Leithart then goes on to say, “There are times when you have to oppose something just because you shouldn’t give the satisfaction of victory to its supporters.” In other words: “Support Trump to own the libs.” Given that that is his argument, I struggle to understand how Dr. Leithart has any room whatever for lecturing Galli about intellectual sophistication.

That said, let’s take that line seriously for a moment: The case for supporting Trump is that the decline of Christianity in the west simply cannot be allowed under any circumstances and, therefore, any political alliance that preserves Christianity in the west is good. Unfortunately, such an argument is utterly disconnected from any Christian account of political conduct itself. To take this line is, indeed, to detach political ends from political means and to reduce political activism to a series of alliances with increasingly dubious ‘friends’ that will help us defeat our enemies. That’s how you end up with alleged social conservatives enthusiastically supporting a thrice-married man who has been accused of sexual assault by many women and whose disdain for non-whites has been a consistent theme of both his campaign and his presidency. But none of that matters: Trump is our bully to keep us safe from the other bullies.

● **WHAT THIS EXERCISE ASKS**:
1. Reproduce the part of the commentary on Leithart's argument starting at "Leithart then goes" and ending at "about intellectual sophistication.".
2. In the commentary on Leithart's argument, whom is Dr. Leithart said to be lecturing about intellectual sophistication?
3. Extend the commentary on Leithart's argument, picking up after its final sentence.

● **DATA LISTING**:

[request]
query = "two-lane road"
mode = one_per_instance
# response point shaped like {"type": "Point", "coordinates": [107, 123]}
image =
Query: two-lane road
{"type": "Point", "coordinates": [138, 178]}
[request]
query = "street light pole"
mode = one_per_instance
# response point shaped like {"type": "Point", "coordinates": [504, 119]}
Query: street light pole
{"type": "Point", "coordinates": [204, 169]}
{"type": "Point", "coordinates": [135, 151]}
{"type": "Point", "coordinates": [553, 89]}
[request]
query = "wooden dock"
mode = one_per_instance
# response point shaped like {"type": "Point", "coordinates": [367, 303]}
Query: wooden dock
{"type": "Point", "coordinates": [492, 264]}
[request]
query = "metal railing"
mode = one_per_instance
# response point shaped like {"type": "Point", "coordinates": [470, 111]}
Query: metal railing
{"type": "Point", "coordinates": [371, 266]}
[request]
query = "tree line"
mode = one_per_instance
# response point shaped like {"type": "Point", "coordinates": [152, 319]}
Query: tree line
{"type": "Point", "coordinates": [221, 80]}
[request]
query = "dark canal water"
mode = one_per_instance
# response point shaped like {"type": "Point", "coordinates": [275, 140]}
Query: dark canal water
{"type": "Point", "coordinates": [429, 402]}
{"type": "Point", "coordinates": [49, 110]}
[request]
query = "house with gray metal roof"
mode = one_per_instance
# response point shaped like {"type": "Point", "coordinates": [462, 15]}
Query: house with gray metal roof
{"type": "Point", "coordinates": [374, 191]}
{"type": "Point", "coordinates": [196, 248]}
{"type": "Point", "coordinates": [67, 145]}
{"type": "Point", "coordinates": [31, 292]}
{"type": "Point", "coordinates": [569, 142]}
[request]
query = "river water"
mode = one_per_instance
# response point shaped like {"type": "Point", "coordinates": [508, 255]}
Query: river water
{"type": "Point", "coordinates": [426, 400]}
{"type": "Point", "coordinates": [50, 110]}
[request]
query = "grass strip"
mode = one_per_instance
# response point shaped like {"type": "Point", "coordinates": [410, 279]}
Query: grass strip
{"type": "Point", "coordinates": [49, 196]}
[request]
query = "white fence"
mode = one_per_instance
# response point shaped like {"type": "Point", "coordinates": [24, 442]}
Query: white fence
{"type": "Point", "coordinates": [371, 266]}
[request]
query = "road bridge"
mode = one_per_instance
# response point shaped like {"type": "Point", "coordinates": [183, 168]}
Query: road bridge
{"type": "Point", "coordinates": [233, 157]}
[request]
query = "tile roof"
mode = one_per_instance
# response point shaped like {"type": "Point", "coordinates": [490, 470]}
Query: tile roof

● **FINAL ANSWERS**:
1.
Leithart then goes on to say, “There are times when you have to oppose something just because you shouldn’t give the satisfaction of victory to its supporters.” In other words: “Support Trump to own the libs.” Given that that is his argument, I struggle to understand how Dr. Leithart has any room whatever for lecturing Galli about intellectual sophistication.

2. Galli.

3.
There are people who have argued for this sort of approach to politics in the past, of course. Two German philosophers come to mind: One of them died in an asylum. The other was a Nazi. If you want to make the case for reluctantly voting for Trump, then make it. But make an argument. Triggering libs isn’t a political theory, or at least not a political theory that can be sustained for any appreciable length of time.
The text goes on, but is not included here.